[Segmentation mask data]
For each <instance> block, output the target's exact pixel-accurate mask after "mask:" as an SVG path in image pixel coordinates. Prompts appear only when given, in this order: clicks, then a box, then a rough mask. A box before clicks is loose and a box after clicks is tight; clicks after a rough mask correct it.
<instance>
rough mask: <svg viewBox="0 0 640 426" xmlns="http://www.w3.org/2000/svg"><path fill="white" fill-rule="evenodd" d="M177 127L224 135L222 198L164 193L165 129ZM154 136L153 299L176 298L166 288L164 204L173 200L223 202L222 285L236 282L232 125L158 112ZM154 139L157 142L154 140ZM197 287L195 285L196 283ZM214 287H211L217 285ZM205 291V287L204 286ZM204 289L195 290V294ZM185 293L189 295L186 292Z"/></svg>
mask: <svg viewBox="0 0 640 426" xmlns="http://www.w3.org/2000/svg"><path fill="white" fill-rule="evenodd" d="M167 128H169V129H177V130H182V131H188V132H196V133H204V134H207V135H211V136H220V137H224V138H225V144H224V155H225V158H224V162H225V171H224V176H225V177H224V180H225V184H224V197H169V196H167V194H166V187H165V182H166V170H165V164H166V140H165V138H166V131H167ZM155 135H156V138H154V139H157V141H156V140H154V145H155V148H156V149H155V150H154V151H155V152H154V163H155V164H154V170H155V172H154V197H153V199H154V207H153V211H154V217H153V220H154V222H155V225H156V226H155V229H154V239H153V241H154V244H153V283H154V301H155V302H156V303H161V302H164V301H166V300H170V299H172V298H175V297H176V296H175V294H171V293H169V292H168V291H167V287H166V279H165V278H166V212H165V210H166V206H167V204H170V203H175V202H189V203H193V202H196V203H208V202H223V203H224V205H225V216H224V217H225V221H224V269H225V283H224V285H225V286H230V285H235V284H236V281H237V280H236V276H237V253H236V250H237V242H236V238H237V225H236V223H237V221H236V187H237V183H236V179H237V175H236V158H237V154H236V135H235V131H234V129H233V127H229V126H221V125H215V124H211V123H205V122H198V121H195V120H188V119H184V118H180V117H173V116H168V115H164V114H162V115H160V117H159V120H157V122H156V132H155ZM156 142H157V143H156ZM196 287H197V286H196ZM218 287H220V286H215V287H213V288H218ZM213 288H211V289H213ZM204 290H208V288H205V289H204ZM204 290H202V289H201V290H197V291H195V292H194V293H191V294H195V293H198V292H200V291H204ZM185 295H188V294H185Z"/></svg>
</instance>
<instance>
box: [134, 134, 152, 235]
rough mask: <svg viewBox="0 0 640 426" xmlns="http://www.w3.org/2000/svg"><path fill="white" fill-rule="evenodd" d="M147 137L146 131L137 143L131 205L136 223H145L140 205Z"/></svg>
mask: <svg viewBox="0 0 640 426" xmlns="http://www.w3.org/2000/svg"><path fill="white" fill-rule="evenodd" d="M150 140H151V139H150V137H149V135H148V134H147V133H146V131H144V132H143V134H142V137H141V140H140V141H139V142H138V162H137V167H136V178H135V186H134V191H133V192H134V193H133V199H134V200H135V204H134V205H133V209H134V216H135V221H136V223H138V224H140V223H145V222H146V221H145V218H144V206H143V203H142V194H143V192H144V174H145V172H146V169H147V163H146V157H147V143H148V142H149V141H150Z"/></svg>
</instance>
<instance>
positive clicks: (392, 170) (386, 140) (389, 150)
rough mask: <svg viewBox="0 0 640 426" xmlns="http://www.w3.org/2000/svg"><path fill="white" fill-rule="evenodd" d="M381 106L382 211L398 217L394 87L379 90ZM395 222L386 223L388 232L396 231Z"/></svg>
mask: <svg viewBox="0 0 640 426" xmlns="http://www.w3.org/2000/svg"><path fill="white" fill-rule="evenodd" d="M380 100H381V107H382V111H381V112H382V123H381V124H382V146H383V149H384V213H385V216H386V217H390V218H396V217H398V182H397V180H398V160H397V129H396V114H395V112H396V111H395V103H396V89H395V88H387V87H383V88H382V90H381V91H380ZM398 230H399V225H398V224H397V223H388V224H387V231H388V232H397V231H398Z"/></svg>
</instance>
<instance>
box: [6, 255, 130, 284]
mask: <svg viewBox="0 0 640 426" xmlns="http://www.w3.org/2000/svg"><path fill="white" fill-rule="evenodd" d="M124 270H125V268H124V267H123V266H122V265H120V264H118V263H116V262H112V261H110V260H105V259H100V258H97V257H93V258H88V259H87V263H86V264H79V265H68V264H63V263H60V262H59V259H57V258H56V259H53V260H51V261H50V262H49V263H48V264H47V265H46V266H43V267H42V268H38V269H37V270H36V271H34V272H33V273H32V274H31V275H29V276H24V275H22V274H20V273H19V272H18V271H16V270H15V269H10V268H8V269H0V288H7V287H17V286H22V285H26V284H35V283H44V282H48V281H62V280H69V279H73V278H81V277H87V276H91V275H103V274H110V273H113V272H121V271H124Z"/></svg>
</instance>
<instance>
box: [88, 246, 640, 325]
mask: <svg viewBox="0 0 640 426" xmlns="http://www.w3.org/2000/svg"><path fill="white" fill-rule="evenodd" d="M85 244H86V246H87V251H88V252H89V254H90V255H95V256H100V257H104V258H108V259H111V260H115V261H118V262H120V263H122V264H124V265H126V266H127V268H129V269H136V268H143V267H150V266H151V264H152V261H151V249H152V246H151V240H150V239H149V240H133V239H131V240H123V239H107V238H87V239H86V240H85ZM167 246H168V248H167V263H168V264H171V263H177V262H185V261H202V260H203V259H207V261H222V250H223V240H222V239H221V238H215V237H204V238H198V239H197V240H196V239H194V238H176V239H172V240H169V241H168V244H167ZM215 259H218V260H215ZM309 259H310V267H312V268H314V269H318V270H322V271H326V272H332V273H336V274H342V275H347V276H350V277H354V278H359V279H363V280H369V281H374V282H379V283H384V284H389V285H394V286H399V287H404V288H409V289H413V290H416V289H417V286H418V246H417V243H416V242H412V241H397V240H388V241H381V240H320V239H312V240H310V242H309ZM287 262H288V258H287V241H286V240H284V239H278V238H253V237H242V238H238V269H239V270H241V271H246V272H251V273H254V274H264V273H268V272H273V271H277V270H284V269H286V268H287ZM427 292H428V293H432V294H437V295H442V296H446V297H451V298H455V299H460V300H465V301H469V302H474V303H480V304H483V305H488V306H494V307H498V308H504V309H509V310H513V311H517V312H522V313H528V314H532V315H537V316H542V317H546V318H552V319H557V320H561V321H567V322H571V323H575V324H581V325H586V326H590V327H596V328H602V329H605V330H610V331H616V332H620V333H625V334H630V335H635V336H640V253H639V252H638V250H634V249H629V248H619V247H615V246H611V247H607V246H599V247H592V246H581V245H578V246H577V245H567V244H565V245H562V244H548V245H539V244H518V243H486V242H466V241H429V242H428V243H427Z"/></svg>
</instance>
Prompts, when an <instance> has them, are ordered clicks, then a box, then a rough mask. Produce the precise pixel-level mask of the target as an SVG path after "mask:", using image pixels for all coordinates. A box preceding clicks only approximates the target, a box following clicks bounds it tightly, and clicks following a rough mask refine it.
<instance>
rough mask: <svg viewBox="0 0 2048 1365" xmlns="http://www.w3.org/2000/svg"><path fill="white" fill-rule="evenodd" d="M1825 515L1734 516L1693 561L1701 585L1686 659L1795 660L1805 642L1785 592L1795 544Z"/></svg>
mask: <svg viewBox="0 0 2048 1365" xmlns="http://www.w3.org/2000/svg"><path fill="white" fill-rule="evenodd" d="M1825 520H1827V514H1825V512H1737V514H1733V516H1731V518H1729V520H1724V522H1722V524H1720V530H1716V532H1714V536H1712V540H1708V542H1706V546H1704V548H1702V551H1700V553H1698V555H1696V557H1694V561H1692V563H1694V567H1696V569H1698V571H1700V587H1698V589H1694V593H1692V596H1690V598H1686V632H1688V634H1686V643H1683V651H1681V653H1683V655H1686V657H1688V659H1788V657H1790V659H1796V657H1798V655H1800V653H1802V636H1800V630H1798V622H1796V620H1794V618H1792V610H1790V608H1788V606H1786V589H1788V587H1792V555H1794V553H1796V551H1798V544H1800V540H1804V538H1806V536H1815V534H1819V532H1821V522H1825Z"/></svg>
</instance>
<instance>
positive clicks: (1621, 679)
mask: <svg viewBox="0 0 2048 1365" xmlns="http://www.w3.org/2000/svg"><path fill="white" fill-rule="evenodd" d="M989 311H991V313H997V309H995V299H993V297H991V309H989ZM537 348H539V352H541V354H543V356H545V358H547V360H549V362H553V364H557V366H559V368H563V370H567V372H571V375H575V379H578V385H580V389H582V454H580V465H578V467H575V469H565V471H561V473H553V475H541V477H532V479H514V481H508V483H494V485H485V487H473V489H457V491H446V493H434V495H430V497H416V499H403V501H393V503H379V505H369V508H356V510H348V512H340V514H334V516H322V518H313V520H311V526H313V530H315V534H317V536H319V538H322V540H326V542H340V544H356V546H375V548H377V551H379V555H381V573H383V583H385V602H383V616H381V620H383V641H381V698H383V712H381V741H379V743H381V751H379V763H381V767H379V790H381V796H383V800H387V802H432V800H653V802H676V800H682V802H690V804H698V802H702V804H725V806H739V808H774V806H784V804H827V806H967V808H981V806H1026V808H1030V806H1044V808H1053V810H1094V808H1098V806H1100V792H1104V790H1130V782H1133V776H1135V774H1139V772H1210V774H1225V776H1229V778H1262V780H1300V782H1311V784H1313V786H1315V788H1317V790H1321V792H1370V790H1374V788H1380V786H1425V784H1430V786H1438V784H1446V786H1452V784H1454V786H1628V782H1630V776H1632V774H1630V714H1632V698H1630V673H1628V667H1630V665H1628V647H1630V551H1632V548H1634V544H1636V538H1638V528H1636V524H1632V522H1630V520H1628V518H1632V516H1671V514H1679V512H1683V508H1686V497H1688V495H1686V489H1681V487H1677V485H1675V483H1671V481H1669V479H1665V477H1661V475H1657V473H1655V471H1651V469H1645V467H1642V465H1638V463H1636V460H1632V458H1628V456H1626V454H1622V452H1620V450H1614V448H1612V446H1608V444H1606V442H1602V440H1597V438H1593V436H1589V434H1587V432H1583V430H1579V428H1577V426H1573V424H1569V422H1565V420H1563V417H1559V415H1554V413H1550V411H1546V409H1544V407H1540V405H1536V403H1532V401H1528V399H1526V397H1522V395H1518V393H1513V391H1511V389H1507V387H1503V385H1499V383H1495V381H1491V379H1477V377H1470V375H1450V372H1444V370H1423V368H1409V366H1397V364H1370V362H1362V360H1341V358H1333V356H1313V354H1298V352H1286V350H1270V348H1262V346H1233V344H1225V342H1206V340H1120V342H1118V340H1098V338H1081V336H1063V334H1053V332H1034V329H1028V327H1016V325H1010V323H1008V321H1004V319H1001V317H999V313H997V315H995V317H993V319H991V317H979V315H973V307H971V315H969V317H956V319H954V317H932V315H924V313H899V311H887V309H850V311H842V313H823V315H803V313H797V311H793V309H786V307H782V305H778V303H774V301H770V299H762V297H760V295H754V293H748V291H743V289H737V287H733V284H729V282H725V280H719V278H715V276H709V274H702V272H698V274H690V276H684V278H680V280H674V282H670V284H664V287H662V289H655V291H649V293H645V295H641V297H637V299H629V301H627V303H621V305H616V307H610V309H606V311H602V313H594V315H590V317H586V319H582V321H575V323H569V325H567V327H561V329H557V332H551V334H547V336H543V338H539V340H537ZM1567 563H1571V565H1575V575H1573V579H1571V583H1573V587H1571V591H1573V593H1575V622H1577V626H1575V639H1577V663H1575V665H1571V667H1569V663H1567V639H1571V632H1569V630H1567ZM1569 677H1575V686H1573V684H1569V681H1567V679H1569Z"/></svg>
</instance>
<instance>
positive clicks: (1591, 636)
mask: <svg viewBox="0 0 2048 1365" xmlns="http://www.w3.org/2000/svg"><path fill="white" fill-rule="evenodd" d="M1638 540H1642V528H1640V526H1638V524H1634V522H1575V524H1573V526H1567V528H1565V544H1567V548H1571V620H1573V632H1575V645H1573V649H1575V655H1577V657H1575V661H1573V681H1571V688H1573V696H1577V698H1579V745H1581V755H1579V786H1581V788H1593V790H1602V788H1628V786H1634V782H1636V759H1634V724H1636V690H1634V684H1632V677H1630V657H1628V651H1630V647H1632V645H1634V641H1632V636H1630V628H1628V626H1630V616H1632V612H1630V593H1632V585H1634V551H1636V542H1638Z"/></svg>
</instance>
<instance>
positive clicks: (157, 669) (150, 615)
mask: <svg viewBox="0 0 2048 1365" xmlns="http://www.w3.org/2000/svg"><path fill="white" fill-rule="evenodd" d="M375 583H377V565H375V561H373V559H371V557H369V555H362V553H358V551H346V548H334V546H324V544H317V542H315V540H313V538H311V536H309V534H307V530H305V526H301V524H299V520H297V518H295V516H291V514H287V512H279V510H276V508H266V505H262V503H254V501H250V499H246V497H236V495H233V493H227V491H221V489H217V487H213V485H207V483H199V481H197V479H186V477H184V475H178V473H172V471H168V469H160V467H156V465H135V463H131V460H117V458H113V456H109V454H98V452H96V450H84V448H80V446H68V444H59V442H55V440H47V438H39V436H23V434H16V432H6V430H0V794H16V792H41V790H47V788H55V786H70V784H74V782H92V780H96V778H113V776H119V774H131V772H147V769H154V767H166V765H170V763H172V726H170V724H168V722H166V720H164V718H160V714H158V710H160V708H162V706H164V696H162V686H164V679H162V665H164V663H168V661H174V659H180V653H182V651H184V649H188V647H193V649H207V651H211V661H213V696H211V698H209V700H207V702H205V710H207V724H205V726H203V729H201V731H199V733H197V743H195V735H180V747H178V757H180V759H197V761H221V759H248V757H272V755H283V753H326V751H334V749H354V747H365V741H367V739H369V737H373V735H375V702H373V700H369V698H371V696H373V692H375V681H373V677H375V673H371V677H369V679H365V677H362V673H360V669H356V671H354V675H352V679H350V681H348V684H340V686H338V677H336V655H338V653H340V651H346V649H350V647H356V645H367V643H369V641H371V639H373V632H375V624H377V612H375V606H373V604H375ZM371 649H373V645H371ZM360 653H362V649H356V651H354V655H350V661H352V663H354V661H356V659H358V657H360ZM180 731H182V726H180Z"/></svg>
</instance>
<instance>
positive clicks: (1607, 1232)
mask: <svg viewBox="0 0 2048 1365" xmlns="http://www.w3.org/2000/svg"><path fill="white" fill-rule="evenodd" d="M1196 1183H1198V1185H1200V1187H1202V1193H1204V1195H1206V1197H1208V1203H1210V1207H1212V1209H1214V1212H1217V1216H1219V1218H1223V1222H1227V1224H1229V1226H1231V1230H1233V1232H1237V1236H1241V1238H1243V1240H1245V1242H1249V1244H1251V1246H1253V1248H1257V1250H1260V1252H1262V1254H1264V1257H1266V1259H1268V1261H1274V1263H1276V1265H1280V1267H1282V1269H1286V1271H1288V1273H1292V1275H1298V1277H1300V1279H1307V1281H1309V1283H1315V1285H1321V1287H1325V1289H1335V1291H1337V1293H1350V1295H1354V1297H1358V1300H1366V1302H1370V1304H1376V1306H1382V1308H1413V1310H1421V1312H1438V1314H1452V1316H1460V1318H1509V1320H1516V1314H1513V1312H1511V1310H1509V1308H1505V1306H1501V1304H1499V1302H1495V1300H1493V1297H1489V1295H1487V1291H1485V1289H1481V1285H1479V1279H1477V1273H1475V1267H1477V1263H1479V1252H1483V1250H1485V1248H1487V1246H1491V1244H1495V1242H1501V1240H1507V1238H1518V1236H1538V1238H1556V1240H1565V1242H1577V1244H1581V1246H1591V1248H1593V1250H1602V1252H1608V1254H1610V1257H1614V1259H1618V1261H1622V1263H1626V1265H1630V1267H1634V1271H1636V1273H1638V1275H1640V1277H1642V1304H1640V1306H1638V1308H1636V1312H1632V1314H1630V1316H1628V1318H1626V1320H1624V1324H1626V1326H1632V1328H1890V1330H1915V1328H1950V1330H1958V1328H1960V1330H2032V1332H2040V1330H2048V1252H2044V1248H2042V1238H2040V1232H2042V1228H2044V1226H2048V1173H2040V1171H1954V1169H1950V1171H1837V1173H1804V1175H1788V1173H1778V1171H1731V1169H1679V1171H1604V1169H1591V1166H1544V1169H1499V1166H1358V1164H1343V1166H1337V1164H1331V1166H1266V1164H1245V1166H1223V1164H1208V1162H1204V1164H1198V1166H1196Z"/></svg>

→ **What is needed**
Please retype the top of the data exactly, down to and including the line that holds "box: [134, 134, 152, 235]", and nothing further.

→ **Output below**
For each <instance> block, output the target's exact pixel-accurate mask after "mask:" as an SVG path in image pixel coordinates. Prompts appear only when given, in this order: clicks, then a box, then a rough mask. A box before clicks is loose and a box after clicks is tight; clicks after a rough mask correct it.
<instance>
rough mask: <svg viewBox="0 0 640 426" xmlns="http://www.w3.org/2000/svg"><path fill="white" fill-rule="evenodd" d="M177 127L224 135L222 198L164 193L165 129ZM154 136L153 299L176 298L166 288L164 204L173 200L223 202L222 285L236 282L232 125L158 112ZM154 139L157 142L154 140ZM197 287L195 285L196 283ZM214 287H211L217 285ZM205 291V287L204 286ZM204 289L195 290V294ZM185 293L189 295L186 292Z"/></svg>
mask: <svg viewBox="0 0 640 426" xmlns="http://www.w3.org/2000/svg"><path fill="white" fill-rule="evenodd" d="M167 128H169V129H177V130H182V131H188V132H196V133H204V134H207V135H211V136H220V137H224V138H225V144H224V155H225V158H224V162H225V171H224V176H225V177H224V180H225V184H224V197H169V196H167V194H166V187H165V182H166V170H165V164H166V140H165V138H166V131H167ZM155 135H156V138H154V139H157V141H156V140H154V145H155V148H156V149H155V150H154V151H155V152H154V163H155V164H154V170H155V172H154V197H153V199H154V207H153V211H154V217H153V220H154V222H155V225H156V226H155V229H154V239H153V241H154V244H153V283H154V301H155V302H156V303H161V302H164V301H166V300H170V299H172V298H175V297H176V296H175V294H171V293H169V292H168V291H167V287H166V279H165V278H166V212H165V210H166V206H167V204H170V203H175V202H189V203H193V202H196V203H208V202H223V203H224V205H225V216H224V217H225V221H224V269H225V283H224V285H225V286H230V285H235V284H236V281H237V280H236V276H237V253H236V250H237V242H236V238H237V225H236V223H237V221H236V187H237V183H236V179H237V175H236V158H237V154H236V135H235V131H234V129H233V127H229V126H221V125H215V124H211V123H205V122H198V121H195V120H188V119H184V118H180V117H173V116H168V115H164V114H162V115H160V117H159V120H157V122H156V132H155ZM156 142H157V143H156ZM196 287H197V286H196ZM218 287H220V286H215V287H213V288H218ZM213 288H211V289H213ZM204 290H208V288H205V289H204ZM204 290H202V289H201V290H197V291H195V292H194V293H191V294H195V293H198V292H200V291H204ZM185 295H188V294H185Z"/></svg>
</instance>
<instance>
box: [134, 134, 152, 235]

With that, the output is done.